Only those lines running from the line that contains "Query: shirt sleeve" through the end of the material are to be written out, each exactly as shown.

______

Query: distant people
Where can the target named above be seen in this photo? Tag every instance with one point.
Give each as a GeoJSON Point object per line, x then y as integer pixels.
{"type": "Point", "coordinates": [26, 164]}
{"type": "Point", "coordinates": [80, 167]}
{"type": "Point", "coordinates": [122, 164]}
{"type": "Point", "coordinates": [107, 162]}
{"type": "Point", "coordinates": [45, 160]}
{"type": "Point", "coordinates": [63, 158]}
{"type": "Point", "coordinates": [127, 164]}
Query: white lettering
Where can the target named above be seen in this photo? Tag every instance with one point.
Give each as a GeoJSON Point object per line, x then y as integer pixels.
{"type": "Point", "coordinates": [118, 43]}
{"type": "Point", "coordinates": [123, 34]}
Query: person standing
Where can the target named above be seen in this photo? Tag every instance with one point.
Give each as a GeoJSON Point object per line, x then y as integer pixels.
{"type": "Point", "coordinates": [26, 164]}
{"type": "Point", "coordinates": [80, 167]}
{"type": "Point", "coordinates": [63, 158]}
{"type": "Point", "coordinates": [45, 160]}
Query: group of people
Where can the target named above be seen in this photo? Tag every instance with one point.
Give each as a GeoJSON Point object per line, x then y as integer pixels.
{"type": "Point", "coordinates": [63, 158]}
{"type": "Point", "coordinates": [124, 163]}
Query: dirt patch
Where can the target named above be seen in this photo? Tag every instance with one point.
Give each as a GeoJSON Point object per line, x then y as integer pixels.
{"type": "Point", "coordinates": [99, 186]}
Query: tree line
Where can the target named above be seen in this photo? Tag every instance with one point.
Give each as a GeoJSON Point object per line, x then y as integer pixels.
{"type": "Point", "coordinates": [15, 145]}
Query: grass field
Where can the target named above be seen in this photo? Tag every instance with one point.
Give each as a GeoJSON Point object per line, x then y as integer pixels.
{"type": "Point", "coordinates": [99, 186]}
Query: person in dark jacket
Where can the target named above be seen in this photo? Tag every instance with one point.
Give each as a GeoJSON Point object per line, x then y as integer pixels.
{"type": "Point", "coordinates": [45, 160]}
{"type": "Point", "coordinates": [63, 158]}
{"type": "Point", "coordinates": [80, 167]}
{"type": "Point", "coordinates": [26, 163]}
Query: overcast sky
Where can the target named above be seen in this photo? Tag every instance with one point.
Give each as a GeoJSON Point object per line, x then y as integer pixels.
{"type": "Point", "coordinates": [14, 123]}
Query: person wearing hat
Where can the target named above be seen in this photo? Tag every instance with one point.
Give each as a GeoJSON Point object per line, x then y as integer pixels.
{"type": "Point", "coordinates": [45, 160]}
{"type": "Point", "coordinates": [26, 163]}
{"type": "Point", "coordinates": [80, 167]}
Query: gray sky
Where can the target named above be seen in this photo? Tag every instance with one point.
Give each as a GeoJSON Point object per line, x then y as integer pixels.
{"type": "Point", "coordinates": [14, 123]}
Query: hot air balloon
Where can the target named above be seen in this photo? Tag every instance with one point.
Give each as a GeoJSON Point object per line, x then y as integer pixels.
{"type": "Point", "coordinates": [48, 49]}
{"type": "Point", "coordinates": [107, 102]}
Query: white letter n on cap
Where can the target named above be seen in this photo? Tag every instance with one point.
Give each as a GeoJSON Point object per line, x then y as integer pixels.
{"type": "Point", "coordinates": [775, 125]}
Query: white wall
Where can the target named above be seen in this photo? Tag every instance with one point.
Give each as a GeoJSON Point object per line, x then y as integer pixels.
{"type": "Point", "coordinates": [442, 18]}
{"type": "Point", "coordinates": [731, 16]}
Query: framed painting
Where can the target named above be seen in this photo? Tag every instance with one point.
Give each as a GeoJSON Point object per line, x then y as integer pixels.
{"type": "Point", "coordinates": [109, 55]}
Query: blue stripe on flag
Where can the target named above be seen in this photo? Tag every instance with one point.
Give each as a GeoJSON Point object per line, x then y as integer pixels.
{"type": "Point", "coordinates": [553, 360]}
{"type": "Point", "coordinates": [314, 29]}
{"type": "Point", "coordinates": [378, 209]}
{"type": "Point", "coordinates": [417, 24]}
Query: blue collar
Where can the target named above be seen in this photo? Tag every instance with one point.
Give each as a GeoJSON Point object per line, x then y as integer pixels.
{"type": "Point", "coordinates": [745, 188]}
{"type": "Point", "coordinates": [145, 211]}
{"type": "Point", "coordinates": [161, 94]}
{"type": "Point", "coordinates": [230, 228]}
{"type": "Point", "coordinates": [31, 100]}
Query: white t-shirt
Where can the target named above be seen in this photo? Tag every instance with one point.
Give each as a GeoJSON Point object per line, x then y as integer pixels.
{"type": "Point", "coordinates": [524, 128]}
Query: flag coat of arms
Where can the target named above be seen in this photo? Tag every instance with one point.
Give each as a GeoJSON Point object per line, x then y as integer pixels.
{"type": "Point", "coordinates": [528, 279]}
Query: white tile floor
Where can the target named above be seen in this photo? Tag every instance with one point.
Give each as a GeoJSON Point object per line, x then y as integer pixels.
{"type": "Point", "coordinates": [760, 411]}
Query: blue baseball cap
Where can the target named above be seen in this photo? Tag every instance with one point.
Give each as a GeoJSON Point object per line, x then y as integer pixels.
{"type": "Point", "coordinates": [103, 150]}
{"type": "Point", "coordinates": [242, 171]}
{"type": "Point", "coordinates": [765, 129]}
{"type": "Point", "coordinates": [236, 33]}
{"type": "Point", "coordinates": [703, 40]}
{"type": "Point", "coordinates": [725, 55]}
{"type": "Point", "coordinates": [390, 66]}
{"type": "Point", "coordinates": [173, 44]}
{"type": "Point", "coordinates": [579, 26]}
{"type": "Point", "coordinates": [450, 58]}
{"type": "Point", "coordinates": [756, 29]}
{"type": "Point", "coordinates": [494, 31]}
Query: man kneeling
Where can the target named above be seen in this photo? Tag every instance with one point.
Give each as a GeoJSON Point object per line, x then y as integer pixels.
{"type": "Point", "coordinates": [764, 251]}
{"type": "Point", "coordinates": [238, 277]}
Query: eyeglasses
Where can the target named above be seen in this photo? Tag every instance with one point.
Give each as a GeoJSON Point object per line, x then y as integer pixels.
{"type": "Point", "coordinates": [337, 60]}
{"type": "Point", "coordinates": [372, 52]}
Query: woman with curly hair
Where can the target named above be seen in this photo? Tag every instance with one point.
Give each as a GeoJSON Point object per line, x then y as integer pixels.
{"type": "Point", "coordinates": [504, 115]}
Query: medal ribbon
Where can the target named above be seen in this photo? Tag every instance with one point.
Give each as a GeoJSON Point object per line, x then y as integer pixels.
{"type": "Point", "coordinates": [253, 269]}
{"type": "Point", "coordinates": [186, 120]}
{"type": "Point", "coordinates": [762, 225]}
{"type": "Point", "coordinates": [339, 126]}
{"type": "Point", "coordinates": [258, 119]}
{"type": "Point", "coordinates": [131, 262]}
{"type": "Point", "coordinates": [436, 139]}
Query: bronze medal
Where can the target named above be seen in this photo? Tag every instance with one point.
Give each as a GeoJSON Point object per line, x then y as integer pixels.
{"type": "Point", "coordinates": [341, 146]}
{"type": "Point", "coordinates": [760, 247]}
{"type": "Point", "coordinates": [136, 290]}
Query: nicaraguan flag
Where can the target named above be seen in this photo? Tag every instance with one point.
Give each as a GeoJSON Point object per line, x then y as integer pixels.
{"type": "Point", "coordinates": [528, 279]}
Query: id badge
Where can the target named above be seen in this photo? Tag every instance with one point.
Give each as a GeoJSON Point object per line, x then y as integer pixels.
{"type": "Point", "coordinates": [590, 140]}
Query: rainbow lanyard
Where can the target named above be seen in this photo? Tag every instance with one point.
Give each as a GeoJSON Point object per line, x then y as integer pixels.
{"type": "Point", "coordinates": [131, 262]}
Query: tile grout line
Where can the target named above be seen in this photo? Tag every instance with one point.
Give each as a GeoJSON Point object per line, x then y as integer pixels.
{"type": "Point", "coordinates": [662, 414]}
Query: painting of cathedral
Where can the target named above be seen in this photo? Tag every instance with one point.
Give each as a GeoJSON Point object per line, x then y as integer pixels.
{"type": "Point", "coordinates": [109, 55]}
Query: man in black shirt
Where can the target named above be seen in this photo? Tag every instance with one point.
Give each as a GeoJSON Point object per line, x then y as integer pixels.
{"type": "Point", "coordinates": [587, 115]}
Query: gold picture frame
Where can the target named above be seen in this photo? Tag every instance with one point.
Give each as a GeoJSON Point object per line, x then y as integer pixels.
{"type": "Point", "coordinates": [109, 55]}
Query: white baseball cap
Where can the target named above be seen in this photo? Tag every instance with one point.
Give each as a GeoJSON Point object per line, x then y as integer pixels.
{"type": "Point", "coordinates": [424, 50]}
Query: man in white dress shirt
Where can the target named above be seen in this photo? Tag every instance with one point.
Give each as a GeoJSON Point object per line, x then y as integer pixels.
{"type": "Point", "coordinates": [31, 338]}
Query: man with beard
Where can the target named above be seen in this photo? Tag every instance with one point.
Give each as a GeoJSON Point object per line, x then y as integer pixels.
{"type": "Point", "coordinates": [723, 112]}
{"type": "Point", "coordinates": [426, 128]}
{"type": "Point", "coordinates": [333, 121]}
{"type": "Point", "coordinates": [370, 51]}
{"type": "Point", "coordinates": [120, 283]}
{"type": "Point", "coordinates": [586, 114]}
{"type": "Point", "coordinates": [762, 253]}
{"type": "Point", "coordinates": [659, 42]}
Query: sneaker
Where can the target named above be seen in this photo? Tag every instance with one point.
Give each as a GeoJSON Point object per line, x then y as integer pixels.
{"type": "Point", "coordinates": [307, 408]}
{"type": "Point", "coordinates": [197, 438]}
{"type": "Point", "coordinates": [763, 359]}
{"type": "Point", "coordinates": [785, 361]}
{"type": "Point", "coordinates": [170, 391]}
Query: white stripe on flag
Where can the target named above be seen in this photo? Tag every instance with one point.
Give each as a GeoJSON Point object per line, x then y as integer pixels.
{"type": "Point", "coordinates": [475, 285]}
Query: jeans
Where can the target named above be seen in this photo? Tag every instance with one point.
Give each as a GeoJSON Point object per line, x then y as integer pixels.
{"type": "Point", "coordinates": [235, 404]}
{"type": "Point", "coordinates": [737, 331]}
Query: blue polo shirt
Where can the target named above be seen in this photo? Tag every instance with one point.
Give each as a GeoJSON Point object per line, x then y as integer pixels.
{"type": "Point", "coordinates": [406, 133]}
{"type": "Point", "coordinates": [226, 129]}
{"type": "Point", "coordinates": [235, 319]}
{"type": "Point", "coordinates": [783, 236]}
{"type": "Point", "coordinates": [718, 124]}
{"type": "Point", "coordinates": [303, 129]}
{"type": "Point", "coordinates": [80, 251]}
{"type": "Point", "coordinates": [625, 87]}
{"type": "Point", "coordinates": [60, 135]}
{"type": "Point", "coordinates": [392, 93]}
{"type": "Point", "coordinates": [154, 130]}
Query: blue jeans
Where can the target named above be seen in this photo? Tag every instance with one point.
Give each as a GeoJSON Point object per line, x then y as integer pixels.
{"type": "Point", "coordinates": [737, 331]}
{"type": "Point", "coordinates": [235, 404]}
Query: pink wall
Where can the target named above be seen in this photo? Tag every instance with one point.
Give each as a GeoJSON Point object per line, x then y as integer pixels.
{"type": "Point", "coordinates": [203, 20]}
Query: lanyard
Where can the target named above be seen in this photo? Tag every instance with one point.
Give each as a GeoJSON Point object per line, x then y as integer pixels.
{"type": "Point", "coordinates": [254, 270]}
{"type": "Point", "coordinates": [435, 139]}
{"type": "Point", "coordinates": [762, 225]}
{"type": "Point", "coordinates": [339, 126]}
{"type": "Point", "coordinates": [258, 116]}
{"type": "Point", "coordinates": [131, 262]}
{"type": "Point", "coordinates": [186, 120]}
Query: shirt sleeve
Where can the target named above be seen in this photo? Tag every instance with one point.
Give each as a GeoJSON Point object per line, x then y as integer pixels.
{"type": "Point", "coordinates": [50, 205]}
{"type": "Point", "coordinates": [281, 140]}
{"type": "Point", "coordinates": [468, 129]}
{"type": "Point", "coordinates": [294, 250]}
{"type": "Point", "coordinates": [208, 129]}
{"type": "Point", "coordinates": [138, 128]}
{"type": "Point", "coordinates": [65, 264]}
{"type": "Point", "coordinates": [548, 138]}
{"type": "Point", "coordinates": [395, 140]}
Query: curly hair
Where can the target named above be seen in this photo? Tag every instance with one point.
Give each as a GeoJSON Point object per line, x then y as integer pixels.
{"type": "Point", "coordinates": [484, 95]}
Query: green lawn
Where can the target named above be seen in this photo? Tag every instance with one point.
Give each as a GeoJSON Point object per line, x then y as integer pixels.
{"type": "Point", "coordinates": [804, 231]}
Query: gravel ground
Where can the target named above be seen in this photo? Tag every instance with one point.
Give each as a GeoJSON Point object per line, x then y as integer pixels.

______

- [Correct result]:
Query: shirt sleeve
Where can the target named above be seen in this photo? Tag every instance with one point.
Give each as a GeoJSON Point object per line, x then y as integer pixels.
{"type": "Point", "coordinates": [50, 205]}
{"type": "Point", "coordinates": [281, 140]}
{"type": "Point", "coordinates": [468, 129]}
{"type": "Point", "coordinates": [294, 250]}
{"type": "Point", "coordinates": [208, 129]}
{"type": "Point", "coordinates": [138, 128]}
{"type": "Point", "coordinates": [65, 264]}
{"type": "Point", "coordinates": [548, 138]}
{"type": "Point", "coordinates": [395, 140]}
Query: curly hair
Where can the target named above be seen in this photo? Tag every instance with one point.
Give each as a GeoJSON Point object per line, x then y as integer pixels.
{"type": "Point", "coordinates": [484, 95]}
Query: green lawn
Where can the target named above be seen in this photo? Tag every instance with one point.
Give each as a GeoJSON Point object per line, x then y as integer pixels.
{"type": "Point", "coordinates": [804, 231]}
Query: gravel ground
Where can the target named above be seen in this photo? Tag every instance with one point.
Give each as a GeoJSON Point object per line, x then y as integer pixels.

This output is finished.